▸ Records for processing

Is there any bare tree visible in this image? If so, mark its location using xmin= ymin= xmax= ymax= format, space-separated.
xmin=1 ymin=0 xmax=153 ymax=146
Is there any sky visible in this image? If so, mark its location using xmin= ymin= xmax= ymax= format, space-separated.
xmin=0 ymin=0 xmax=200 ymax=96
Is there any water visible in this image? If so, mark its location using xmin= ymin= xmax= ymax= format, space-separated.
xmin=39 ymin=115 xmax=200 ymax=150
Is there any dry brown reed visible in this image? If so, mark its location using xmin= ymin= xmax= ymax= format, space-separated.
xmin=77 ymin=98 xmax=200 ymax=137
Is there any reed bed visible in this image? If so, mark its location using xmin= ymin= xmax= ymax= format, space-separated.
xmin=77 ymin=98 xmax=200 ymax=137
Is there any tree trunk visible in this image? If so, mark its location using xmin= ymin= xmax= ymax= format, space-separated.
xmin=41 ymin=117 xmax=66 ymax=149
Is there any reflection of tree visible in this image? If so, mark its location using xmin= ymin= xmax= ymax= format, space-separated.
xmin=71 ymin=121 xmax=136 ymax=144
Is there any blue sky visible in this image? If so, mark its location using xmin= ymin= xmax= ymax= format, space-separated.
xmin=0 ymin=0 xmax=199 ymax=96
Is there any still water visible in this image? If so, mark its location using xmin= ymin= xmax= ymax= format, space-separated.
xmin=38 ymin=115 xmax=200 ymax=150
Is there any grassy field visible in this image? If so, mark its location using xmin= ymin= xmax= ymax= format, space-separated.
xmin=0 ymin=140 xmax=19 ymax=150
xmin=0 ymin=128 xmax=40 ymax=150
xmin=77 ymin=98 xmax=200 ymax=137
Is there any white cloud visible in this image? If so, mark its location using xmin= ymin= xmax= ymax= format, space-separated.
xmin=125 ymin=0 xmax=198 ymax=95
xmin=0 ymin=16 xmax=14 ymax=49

▸ Aim of the task
Print all the items above verbatim, with every line unchanged and in its original order.

▸ Response to the exercise
Is there any bare tree visible in this image? If so, mark its location using xmin= ymin= xmax= ymax= format, space-separated.
xmin=1 ymin=0 xmax=153 ymax=146
Is there any sky visible in this image? If so, mark its location using xmin= ymin= xmax= ymax= format, space-separated.
xmin=0 ymin=0 xmax=200 ymax=96
Is there any water visible in this image? If so, mark its location using xmin= ymin= xmax= ymax= format, space-separated.
xmin=39 ymin=115 xmax=200 ymax=150
Is there any dry brown reed visible in this image? If so, mark its location using xmin= ymin= xmax= ymax= format, space-separated.
xmin=77 ymin=98 xmax=200 ymax=137
Is there any reed bed visible in this image? If so, mark its location using xmin= ymin= xmax= ymax= format, space-separated.
xmin=77 ymin=98 xmax=200 ymax=137
Is there any tree trunk visible in this image? If so, mark its location using xmin= ymin= xmax= ymax= format, space-separated.
xmin=41 ymin=117 xmax=66 ymax=149
Is there any reflection of tree visible in this image? If so, mark its location using xmin= ymin= xmax= ymax= format, space-separated.
xmin=71 ymin=121 xmax=136 ymax=144
Is there any blue sky visible in this image? If so, mark its location using xmin= ymin= xmax= ymax= format, space-separated.
xmin=0 ymin=0 xmax=199 ymax=96
Is there any still water visible in this image? If so, mark its location using xmin= ymin= xmax= ymax= format, space-separated.
xmin=38 ymin=115 xmax=200 ymax=150
Is there any grassy field visible in this image? If so, mark its location using xmin= ymin= xmax= ymax= format, space-separated.
xmin=0 ymin=140 xmax=19 ymax=150
xmin=0 ymin=128 xmax=40 ymax=150
xmin=77 ymin=98 xmax=200 ymax=137
Is there any white cloud visible in this image? If so, mark its location using xmin= ymin= xmax= ymax= format, space-separated.
xmin=125 ymin=0 xmax=198 ymax=95
xmin=0 ymin=16 xmax=14 ymax=49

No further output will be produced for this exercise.